Exercise instructions: Can you repeat every line of the entries below, substituting "foreground clicks" for "positive clicks" and leaving everything else unchanged?

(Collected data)
==========

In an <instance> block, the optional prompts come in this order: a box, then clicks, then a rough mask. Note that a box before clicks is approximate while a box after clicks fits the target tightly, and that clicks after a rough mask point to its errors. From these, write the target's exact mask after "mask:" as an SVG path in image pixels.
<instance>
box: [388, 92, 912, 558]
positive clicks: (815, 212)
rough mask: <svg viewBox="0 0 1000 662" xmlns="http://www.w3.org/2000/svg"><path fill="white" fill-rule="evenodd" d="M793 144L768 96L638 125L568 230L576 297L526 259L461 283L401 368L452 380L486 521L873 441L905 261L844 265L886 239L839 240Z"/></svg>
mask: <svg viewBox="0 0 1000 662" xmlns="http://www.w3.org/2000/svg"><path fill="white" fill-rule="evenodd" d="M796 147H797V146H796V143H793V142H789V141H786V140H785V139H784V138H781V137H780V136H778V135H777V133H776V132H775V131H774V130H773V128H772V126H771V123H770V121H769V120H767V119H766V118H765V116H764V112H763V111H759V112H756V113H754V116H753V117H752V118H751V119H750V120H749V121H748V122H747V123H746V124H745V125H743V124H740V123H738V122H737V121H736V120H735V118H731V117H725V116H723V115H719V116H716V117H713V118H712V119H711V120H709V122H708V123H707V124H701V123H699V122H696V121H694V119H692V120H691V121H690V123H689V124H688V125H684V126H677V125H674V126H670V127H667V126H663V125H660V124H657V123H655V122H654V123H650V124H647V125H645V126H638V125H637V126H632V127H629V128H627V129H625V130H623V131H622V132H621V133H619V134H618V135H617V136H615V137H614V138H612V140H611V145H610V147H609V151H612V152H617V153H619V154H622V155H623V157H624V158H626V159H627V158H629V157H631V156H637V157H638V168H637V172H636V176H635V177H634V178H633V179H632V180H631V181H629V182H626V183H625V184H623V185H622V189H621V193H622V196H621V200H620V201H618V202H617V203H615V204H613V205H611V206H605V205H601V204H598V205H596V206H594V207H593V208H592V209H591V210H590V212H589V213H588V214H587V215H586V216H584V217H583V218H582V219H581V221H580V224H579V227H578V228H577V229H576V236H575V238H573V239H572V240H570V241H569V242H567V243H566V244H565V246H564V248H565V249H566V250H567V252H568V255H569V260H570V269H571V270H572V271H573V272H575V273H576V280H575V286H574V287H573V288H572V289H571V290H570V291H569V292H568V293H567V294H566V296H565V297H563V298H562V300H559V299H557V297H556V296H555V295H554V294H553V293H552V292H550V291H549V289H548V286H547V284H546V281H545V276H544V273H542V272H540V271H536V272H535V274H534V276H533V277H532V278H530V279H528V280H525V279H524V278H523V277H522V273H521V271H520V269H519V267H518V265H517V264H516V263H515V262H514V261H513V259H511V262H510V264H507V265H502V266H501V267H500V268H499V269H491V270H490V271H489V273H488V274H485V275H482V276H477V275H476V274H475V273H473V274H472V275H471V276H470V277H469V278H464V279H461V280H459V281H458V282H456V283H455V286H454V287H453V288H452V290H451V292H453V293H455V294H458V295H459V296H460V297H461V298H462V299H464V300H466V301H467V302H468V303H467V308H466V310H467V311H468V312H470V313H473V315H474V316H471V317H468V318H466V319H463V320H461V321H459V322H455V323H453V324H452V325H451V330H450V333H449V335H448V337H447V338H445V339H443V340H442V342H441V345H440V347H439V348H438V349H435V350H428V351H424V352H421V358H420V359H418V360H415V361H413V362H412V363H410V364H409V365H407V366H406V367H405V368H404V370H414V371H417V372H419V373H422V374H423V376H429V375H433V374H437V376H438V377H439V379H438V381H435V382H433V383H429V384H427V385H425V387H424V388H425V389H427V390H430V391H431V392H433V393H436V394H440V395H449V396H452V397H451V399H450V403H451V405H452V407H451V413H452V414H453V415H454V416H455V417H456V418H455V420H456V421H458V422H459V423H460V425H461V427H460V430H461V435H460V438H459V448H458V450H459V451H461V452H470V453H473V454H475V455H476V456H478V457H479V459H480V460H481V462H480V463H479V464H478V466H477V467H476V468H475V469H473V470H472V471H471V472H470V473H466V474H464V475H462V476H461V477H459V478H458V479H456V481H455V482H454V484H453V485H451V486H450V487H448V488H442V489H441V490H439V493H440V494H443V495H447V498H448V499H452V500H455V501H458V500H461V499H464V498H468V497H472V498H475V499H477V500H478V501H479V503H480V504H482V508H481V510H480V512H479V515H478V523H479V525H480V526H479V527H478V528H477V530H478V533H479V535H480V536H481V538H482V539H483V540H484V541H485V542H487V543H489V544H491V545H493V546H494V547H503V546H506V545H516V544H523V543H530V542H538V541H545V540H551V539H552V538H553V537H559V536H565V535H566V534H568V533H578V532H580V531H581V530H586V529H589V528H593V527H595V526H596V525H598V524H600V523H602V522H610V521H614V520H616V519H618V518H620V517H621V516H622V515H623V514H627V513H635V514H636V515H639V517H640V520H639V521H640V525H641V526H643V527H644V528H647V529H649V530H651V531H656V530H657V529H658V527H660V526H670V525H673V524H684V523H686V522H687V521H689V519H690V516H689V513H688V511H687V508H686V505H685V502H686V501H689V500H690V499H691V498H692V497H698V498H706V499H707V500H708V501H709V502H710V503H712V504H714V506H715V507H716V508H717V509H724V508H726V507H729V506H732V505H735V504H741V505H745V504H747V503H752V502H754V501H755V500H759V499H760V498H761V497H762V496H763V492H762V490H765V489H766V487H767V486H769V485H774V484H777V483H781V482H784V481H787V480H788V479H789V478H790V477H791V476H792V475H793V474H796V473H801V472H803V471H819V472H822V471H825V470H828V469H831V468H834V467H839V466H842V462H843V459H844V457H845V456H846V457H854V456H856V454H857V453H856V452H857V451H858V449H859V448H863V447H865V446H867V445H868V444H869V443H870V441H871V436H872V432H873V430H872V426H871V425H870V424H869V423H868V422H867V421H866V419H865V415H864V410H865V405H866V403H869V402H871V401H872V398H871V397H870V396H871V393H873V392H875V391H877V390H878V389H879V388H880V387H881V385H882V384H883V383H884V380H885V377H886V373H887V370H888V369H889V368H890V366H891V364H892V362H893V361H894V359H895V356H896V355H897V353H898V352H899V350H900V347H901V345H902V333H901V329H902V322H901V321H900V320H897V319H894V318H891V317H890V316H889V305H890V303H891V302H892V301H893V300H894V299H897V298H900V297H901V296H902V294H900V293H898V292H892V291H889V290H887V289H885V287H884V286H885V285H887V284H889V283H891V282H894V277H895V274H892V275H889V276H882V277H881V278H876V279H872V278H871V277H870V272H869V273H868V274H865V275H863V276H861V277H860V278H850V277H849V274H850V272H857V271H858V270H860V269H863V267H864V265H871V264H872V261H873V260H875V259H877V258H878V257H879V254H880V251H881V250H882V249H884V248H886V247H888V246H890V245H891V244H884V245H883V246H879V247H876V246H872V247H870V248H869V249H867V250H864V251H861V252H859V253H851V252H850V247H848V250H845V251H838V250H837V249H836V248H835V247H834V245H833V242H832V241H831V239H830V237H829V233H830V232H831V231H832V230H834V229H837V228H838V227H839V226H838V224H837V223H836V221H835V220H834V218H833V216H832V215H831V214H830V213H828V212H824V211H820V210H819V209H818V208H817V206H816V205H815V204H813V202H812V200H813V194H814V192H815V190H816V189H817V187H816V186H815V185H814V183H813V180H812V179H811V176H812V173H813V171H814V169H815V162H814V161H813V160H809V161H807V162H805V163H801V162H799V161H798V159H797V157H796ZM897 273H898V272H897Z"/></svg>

==========

Task output:
In an <instance> block, the optional prompts come in this order: a box, then clicks, then a rough mask. Note that a box before clicks is approximate while a box after clicks fits the target tightly, and that clicks after a rough mask point to its errors. From these, write the target's exact mask after "mask:" as an SVG path in image pixels.
<instance>
box: [388, 92, 912, 558]
foreground clicks: (815, 212)
rough mask: <svg viewBox="0 0 1000 662" xmlns="http://www.w3.org/2000/svg"><path fill="white" fill-rule="evenodd" d="M793 144L768 96L638 125L568 230L576 297L526 259L461 283L401 368L452 380L486 521L873 441L905 261L844 265L886 239L839 240Z"/></svg>
mask: <svg viewBox="0 0 1000 662" xmlns="http://www.w3.org/2000/svg"><path fill="white" fill-rule="evenodd" d="M796 147H797V146H796V143H793V142H789V141H786V140H785V139H784V138H781V137H780V136H778V135H777V133H776V132H775V131H774V130H773V128H772V126H771V123H770V121H769V120H767V119H766V118H765V116H764V112H763V111H759V112H756V113H754V116H753V117H752V118H751V119H750V120H749V121H748V122H747V123H746V124H745V125H743V124H740V123H738V122H737V121H736V120H735V118H731V117H725V116H723V115H719V116H716V117H713V118H712V119H711V120H709V122H708V123H707V124H701V123H699V122H696V121H694V119H692V120H691V121H690V123H689V124H688V125H684V126H677V125H674V126H670V127H667V126H663V125H660V124H657V123H655V122H654V123H650V124H647V125H645V126H638V125H637V126H632V127H629V128H627V129H625V130H623V131H622V132H621V133H619V134H618V135H617V136H615V137H614V138H612V140H611V145H610V147H609V151H612V152H617V153H619V154H622V155H623V157H624V158H626V159H627V158H629V157H631V156H637V157H638V168H637V172H636V176H635V177H634V178H633V179H632V180H631V181H629V182H626V183H625V184H623V185H622V189H621V193H622V196H621V200H620V201H618V202H617V203H615V204H613V205H611V206H605V205H601V204H598V205H596V206H594V207H593V208H592V209H591V210H590V212H589V213H588V214H587V215H586V216H584V217H583V218H582V219H581V221H580V224H579V227H578V228H577V229H576V236H575V238H573V239H572V240H570V241H569V242H567V243H566V244H565V246H564V248H565V249H566V250H567V252H568V255H569V260H570V269H571V270H572V271H573V272H575V273H576V280H575V286H574V287H573V288H572V289H571V290H570V291H569V292H568V293H567V294H566V296H565V297H563V298H562V300H559V299H557V297H556V296H555V295H554V294H553V293H552V292H550V291H549V289H548V286H547V284H546V281H545V276H544V273H542V272H540V271H536V272H535V274H534V276H533V277H532V278H530V279H528V280H525V279H524V278H523V277H522V273H521V271H520V269H519V267H518V265H517V264H516V263H515V262H514V261H513V259H511V262H510V264H507V265H502V266H501V267H500V268H499V269H491V270H490V271H489V273H488V274H485V275H482V276H477V275H476V274H475V273H473V274H472V275H471V276H470V277H469V278H464V279H461V280H459V281H458V282H456V283H455V286H454V287H453V288H452V290H451V292H453V293H455V294H458V295H459V296H460V297H461V298H462V299H464V300H466V301H467V302H468V303H467V308H466V310H467V311H468V312H470V313H473V315H474V316H471V317H468V318H466V319H463V320H461V321H459V322H455V323H453V324H452V325H451V330H450V333H449V335H448V337H447V338H445V339H443V340H442V342H441V345H440V347H439V348H438V349H435V350H428V351H424V352H421V358H420V359H418V360H415V361H413V362H412V363H410V364H409V365H407V366H406V367H405V368H404V370H414V371H417V372H419V373H422V374H423V376H429V375H433V374H437V376H438V377H439V379H438V381H435V382H433V383H429V384H427V385H425V387H424V388H425V389H427V390H430V391H431V392H433V393H436V394H440V395H449V396H452V397H451V399H450V403H451V405H452V407H451V413H452V414H453V415H454V416H455V417H456V418H455V420H456V421H458V422H459V423H460V425H461V427H460V430H461V435H460V438H459V448H458V450H459V451H461V452H470V453H473V454H475V455H476V456H478V457H479V459H480V460H481V462H480V463H479V464H478V466H477V467H476V468H475V469H473V470H472V471H471V472H470V473H466V474H464V475H462V476H461V477H459V478H458V479H456V481H455V482H454V484H453V485H451V486H450V487H448V488H442V489H441V490H439V493H440V494H443V495H447V498H448V499H452V500H455V501H458V500H461V499H464V498H468V497H472V498H475V499H477V500H478V501H479V503H480V504H482V508H481V510H480V512H479V515H478V523H479V525H480V526H479V527H478V528H477V530H478V533H479V535H480V536H481V538H482V539H483V540H484V541H485V542H487V543H489V544H491V545H493V546H494V547H503V546H506V545H516V544H523V543H530V542H538V541H545V540H551V539H552V538H553V537H559V536H565V535H566V534H568V533H578V532H580V531H581V530H586V529H589V528H593V527H595V526H596V525H598V524H600V523H602V522H610V521H614V520H616V519H618V518H620V517H621V516H622V515H623V514H627V513H635V514H636V515H639V517H640V520H639V521H640V525H641V526H643V527H644V528H647V529H649V530H651V531H656V530H657V529H658V527H660V526H670V525H673V524H684V523H686V522H687V521H689V519H690V516H689V513H688V511H687V508H686V505H685V502H686V501H689V500H690V499H691V498H692V497H698V498H706V499H707V500H708V501H709V502H710V503H712V504H714V506H715V507H716V508H717V509H724V508H726V507H729V506H732V505H735V504H741V505H745V504H747V503H752V502H754V501H755V500H759V499H760V498H761V497H762V496H763V492H762V490H765V489H766V487H767V486H769V485H774V484H777V483H781V482H784V481H787V480H788V479H789V478H790V477H791V476H792V475H793V474H796V473H801V472H803V471H819V472H822V471H825V470H828V469H831V468H834V467H839V466H842V462H843V459H844V457H845V456H846V457H854V456H856V454H857V453H856V452H857V451H858V449H859V448H863V447H865V446H867V445H868V444H869V443H870V441H871V436H872V432H873V430H872V426H871V425H870V424H869V423H868V422H867V421H866V419H865V415H864V410H865V405H866V403H869V402H871V401H872V398H871V397H870V396H871V393H873V392H875V391H877V390H878V389H879V388H880V387H881V385H882V384H883V383H884V380H885V377H886V373H887V370H888V369H889V368H890V366H891V364H892V362H893V361H894V359H895V356H896V355H897V353H898V352H899V350H900V347H901V345H902V333H901V329H902V322H901V321H900V320H897V319H894V318H891V317H890V316H889V305H890V303H891V302H892V301H893V300H894V299H897V298H900V297H901V296H902V294H900V293H898V292H892V291H889V290H887V289H885V287H884V286H885V285H887V284H889V283H891V282H894V277H895V274H892V275H889V276H882V277H881V278H876V279H872V278H871V277H870V272H869V273H868V274H865V275H863V276H861V277H860V278H850V277H849V274H850V272H857V271H858V270H860V269H863V267H864V265H871V264H872V261H873V260H875V259H877V258H878V257H879V254H880V251H881V250H882V249H884V248H886V247H888V246H890V245H891V244H884V245H883V246H879V247H876V246H872V247H870V248H869V249H867V250H864V251H861V252H859V253H851V252H850V247H848V250H845V251H838V250H837V249H836V248H835V247H834V245H833V242H832V241H831V239H830V237H829V233H830V232H831V231H832V230H834V229H837V228H838V227H839V226H838V224H837V223H836V221H835V220H834V218H833V216H832V215H831V214H830V213H828V212H824V211H820V210H819V209H818V208H817V206H816V205H815V204H813V202H812V200H813V194H814V192H815V190H816V189H817V187H816V186H815V185H814V183H813V180H812V179H811V176H812V173H813V171H814V169H815V162H814V161H813V160H809V161H807V162H805V163H801V162H799V161H798V159H797V157H796ZM897 273H898V272H897Z"/></svg>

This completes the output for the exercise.